Could you transcribe every entry below exactly, leaving out the pictures?
───── Extracted information
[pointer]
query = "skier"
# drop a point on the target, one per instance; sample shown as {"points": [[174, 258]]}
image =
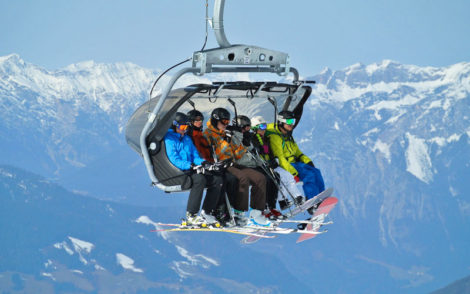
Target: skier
{"points": [[196, 119], [291, 158], [183, 154], [286, 181], [241, 126], [224, 147]]}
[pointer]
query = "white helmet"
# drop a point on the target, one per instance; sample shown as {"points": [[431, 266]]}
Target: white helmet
{"points": [[255, 121]]}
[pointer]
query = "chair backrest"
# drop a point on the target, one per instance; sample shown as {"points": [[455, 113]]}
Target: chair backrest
{"points": [[169, 176]]}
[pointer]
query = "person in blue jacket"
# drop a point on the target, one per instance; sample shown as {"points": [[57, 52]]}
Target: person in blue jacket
{"points": [[183, 154]]}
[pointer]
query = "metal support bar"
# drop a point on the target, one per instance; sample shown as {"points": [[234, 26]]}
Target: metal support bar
{"points": [[152, 117]]}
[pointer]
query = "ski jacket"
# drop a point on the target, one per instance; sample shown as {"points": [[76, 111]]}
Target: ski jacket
{"points": [[201, 143], [223, 148], [285, 149], [181, 150], [261, 143], [248, 158]]}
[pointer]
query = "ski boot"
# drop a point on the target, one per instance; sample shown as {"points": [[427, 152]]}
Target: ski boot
{"points": [[193, 220], [258, 219], [209, 219], [240, 218]]}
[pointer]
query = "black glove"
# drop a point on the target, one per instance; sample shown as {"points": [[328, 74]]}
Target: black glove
{"points": [[209, 166], [199, 169], [228, 135], [246, 138], [273, 163]]}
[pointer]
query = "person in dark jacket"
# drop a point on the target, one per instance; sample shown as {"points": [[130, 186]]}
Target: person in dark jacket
{"points": [[196, 119], [226, 146], [182, 153], [287, 184]]}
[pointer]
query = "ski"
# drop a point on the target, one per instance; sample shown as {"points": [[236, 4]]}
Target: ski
{"points": [[318, 218], [179, 228], [309, 203]]}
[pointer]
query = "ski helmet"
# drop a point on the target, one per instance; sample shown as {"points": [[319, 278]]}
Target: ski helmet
{"points": [[242, 121], [195, 115], [180, 119], [286, 117], [220, 114], [258, 122]]}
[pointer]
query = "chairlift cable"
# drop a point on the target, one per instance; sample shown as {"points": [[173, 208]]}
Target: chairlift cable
{"points": [[184, 61]]}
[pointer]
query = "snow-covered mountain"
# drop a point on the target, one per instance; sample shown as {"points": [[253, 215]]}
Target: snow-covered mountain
{"points": [[392, 139], [55, 241]]}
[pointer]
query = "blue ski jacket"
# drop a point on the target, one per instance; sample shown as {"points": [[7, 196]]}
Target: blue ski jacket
{"points": [[181, 150]]}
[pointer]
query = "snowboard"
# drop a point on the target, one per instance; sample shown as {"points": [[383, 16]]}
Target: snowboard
{"points": [[318, 218], [309, 203]]}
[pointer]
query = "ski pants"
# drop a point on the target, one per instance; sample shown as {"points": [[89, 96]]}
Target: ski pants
{"points": [[214, 186], [231, 188], [311, 177], [271, 189], [288, 186], [246, 177]]}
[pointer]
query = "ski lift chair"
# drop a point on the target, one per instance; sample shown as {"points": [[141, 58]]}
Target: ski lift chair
{"points": [[252, 98], [150, 122]]}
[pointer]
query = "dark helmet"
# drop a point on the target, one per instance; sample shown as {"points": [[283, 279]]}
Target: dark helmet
{"points": [[180, 119], [195, 115], [242, 121], [286, 117], [219, 114]]}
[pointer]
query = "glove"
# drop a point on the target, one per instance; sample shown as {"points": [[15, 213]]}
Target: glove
{"points": [[199, 169], [228, 136], [273, 163], [246, 138], [226, 163], [209, 166]]}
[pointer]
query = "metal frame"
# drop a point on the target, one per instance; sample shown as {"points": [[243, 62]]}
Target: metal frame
{"points": [[225, 59]]}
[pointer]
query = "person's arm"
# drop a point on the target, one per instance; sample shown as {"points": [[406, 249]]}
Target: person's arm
{"points": [[197, 160], [275, 142], [298, 154], [174, 156]]}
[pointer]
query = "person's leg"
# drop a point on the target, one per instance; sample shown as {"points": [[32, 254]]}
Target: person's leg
{"points": [[241, 200], [312, 180], [195, 195], [258, 188], [271, 189], [288, 185], [214, 186]]}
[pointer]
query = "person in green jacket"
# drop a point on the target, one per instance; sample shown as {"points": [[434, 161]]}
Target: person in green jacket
{"points": [[290, 157]]}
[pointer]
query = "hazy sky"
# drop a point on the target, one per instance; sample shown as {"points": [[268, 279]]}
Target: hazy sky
{"points": [[158, 33]]}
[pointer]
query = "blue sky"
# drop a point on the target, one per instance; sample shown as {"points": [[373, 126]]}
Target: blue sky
{"points": [[158, 33]]}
──────────
◆ Result ◆
[pointer]
query = "skier"
# drop a point on the target, one per instance; sample shown as {"points": [[174, 258]]}
image =
Target: skier
{"points": [[196, 119], [291, 158], [183, 154], [286, 181], [241, 126], [224, 147]]}
[pointer]
query = "white helmet"
# drop a point on the target, one per instance; sample shown as {"points": [[431, 266]]}
Target: white helmet
{"points": [[255, 121]]}
[pointer]
query = "chair backrest"
# drop a point on the target, one per instance; sample shown as {"points": [[455, 113]]}
Target: chair backrest
{"points": [[169, 176]]}
[pointer]
query = "person in blue jacket"
# drop a point on the target, one per instance; sample shown as {"points": [[57, 52]]}
Target: person in blue jacket
{"points": [[183, 154]]}
[pointer]
query = "metal support bar"
# drop a point on the target, one per instance; sample shown as {"points": [[234, 26]]}
Target: metal support bar
{"points": [[152, 117]]}
[pointer]
query = "ski jacket"
# drop a point on the target, one per instance; sample shown as {"points": [[76, 111]]}
Target: ski jacket
{"points": [[201, 143], [223, 148], [285, 149], [181, 150], [261, 143], [248, 158]]}
[pointer]
query = "ski boot"
# drop a point on the target, one per instance; sample shown as {"points": [[427, 152]]}
Target: ski boot
{"points": [[193, 220], [258, 219], [209, 219], [240, 218]]}
[pointer]
query = "black glove"
# drop a point on the target, one per instance; sample shown as {"points": [[328, 74]]}
Target: black glove
{"points": [[209, 166], [199, 169], [228, 135], [246, 138], [273, 163]]}
[pointer]
query = "person in dark jacket"
# drop a point on the target, one per instance; sample shown as {"points": [[130, 186]]}
Target: person in dark jacket
{"points": [[196, 119], [226, 146], [182, 153], [287, 184]]}
[pointer]
query = "ski"
# drop a point on the target, one per instance; sample shown as {"points": [[236, 4]]}
Target: ski
{"points": [[318, 218], [179, 228], [309, 203]]}
[pointer]
query = "ski helmet"
# drop a point on the target, one per instance; sample shown as {"points": [[319, 278]]}
Target: ski helmet
{"points": [[242, 121], [195, 115], [180, 119], [286, 117], [220, 114], [258, 122]]}
[pointer]
query = "chairlift cable"
# drop a point on the target, one per instance; sample shown as {"points": [[173, 208]]}
Target: chairlift cable
{"points": [[184, 61]]}
[pointer]
query = "snow-covered mountain"
# drop a point on the target, one per instance; sample shown as {"points": [[253, 215]]}
Target: snow-covered mountain
{"points": [[392, 139], [55, 241]]}
[pointer]
query = "blue ski jacket"
# drop a point on the target, one per instance; sample shown as {"points": [[7, 196]]}
Target: blue ski jacket
{"points": [[181, 150]]}
[pointer]
query = "snowboard"
# drop a point on the target, one per instance; sample shown as {"points": [[383, 16]]}
Target: snowboard
{"points": [[318, 218], [309, 203]]}
[pointer]
query = "ski pants"
# drop a point on the target, one per instance; sample shown as {"points": [[89, 96]]}
Target: ski pants
{"points": [[214, 186], [231, 188], [311, 177], [271, 189], [288, 186], [246, 177]]}
[pointer]
query = "ski lift chair"
# drop a point on the target, one per instance; sample shown as {"points": [[141, 58]]}
Target: ski lift chair
{"points": [[252, 98], [150, 122]]}
[pointer]
query = "dark helmet"
# drop a point on the target, one per instance; sample shown as {"points": [[283, 279]]}
Target: dark helmet
{"points": [[180, 119], [195, 115], [242, 121], [286, 117], [219, 114]]}
[pointer]
query = "glove"
# drop a point on the target, one per instance; sample shown as {"points": [[15, 213]]}
Target: glove
{"points": [[199, 169], [228, 136], [273, 163], [246, 138], [226, 163], [209, 166]]}
[pointer]
query = "metal frame"
# drop a point on the target, one per instance; sample shown as {"points": [[243, 62]]}
Target: metal frame
{"points": [[225, 59]]}
[pointer]
query = "person's arm"
# drop a point on the target, one per instance; sample shown as {"points": [[406, 249]]}
Target: person's arm
{"points": [[197, 160], [275, 142], [298, 154], [174, 156]]}
[pointer]
query = "person's leg"
# drop a point on the target, one per instance; sample shown as {"points": [[32, 254]]}
Target: person's leg
{"points": [[241, 200], [312, 180], [195, 195], [258, 188], [271, 189], [288, 185], [214, 186]]}
[pointer]
query = "person in green jacket"
# drop a point on the target, one per instance; sample shown as {"points": [[434, 161]]}
Target: person in green jacket
{"points": [[290, 157]]}
[pointer]
query = "hazy sky"
# drop a point on the target, one per instance; sample shown as {"points": [[268, 279]]}
Target: hazy sky
{"points": [[158, 33]]}
[pointer]
query = "blue sky"
# drop a point on the target, one per instance; sample shown as {"points": [[373, 126]]}
Target: blue sky
{"points": [[158, 33]]}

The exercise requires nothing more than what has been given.